(Segmentation mask data)
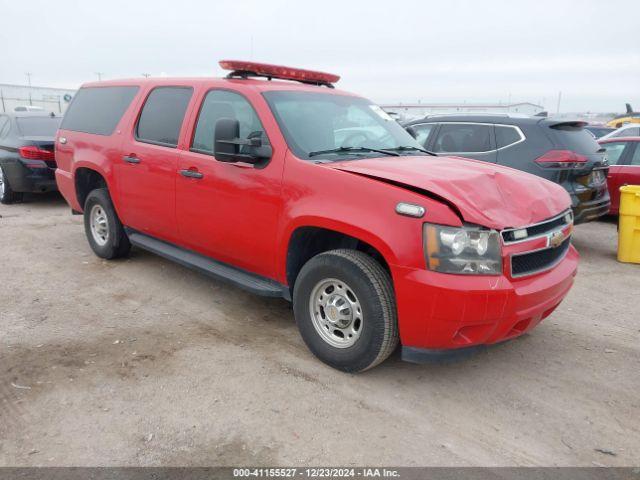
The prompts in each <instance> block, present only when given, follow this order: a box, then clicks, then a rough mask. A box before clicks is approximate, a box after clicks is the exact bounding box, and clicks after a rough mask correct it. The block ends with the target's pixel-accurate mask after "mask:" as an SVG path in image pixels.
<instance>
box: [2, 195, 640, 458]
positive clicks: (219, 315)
mask: <svg viewBox="0 0 640 480" xmlns="http://www.w3.org/2000/svg"><path fill="white" fill-rule="evenodd" d="M0 215H1V217H2V218H0V245H1V248H0V252H1V253H0V285H2V287H1V288H0V465H1V466H27V465H29V466H30V465H65V466H66V465H82V466H103V465H108V466H113V465H163V466H164V465H189V466H191V465H238V464H254V465H255V464H261V465H302V464H305V465H306V464H314V465H342V466H346V465H396V466H397V465H461V466H465V465H492V466H498V465H562V466H564V465H580V466H592V465H612V466H623V465H634V464H635V465H637V464H638V458H639V457H640V455H639V451H640V448H639V447H640V395H639V394H638V392H640V375H639V373H638V372H639V371H640V342H639V341H638V340H639V339H640V315H639V314H638V312H639V311H640V296H639V295H638V292H640V266H637V265H624V264H620V263H617V262H616V260H615V249H616V226H615V223H614V222H612V221H601V222H595V223H591V224H587V225H581V226H578V227H577V228H576V232H575V240H574V243H575V245H576V247H577V248H578V250H579V251H580V253H581V254H582V262H581V266H580V270H579V273H578V277H577V280H576V285H575V287H574V288H573V290H572V291H571V293H570V294H569V296H568V298H567V299H566V300H565V302H564V303H563V304H562V305H561V306H560V308H559V309H558V310H557V311H556V312H555V313H554V314H553V315H552V316H551V317H549V318H548V319H546V320H545V321H544V322H543V323H542V324H541V325H540V326H539V327H538V328H537V329H536V330H534V331H533V332H532V333H531V334H530V335H526V336H524V337H522V338H520V339H517V340H514V341H512V342H508V343H507V344H504V345H501V346H498V347H495V348H492V349H490V350H488V351H487V352H485V353H482V354H479V355H477V356H475V357H472V358H471V359H468V360H465V361H463V362H459V363H455V364H449V365H412V364H407V363H403V362H401V361H400V360H399V358H398V356H397V354H396V355H395V356H394V357H392V358H391V359H390V360H389V361H387V362H385V363H384V364H383V365H381V366H380V367H378V368H376V369H374V370H372V371H369V372H366V373H364V374H360V375H348V374H343V373H340V372H337V371H335V370H332V369H331V368H329V367H326V366H324V365H323V364H322V363H320V362H319V361H317V360H316V359H315V358H313V357H312V356H311V354H310V353H309V352H308V351H307V349H306V348H305V346H304V344H303V342H302V340H301V338H300V336H299V335H298V333H297V330H296V327H295V324H294V320H293V315H292V311H291V309H290V306H289V304H288V303H287V302H285V301H283V300H274V299H264V298H260V297H256V296H252V295H250V294H247V293H244V292H243V291H240V290H238V289H236V288H232V287H229V286H226V285H223V284H221V283H217V282H215V281H212V280H211V279H208V278H206V277H204V276H202V275H199V274H197V273H195V272H192V271H190V270H187V269H186V268H183V267H180V266H178V265H175V264H173V263H170V262H169V261H166V260H163V259H161V258H159V257H157V256H154V255H152V254H149V253H146V252H144V251H140V250H134V251H133V252H132V255H131V257H130V258H129V259H126V260H119V261H113V262H106V261H103V260H101V259H99V258H97V257H95V256H94V255H93V254H92V252H91V251H90V249H89V246H88V244H87V242H86V240H85V238H84V232H83V227H82V218H81V217H76V216H71V215H70V212H69V209H68V208H67V207H66V205H65V203H64V202H63V200H62V199H60V198H59V197H58V196H57V195H48V196H42V197H37V198H34V199H31V200H28V201H27V202H26V203H23V204H18V205H11V206H5V205H0Z"/></svg>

### PROBLEM TO WORK ON
Reproduce, word for word, every line from the start of the records down to and including the line with "box: [2, 195, 640, 458]"; skip the pictures.

### ANSWER TO THE EXERCISE
The prompts in each <instance> block, present only when given, follow this order: a box, then clicks, then a rough mask. A box before clicks is approximate, a box after clicks is the exact bounding box, and clicks after a rough mask correct it. The block ends with the target's pixel-accurate mask after "mask:" as an SVG path in image pixels.
<instance>
box: [2, 195, 640, 458]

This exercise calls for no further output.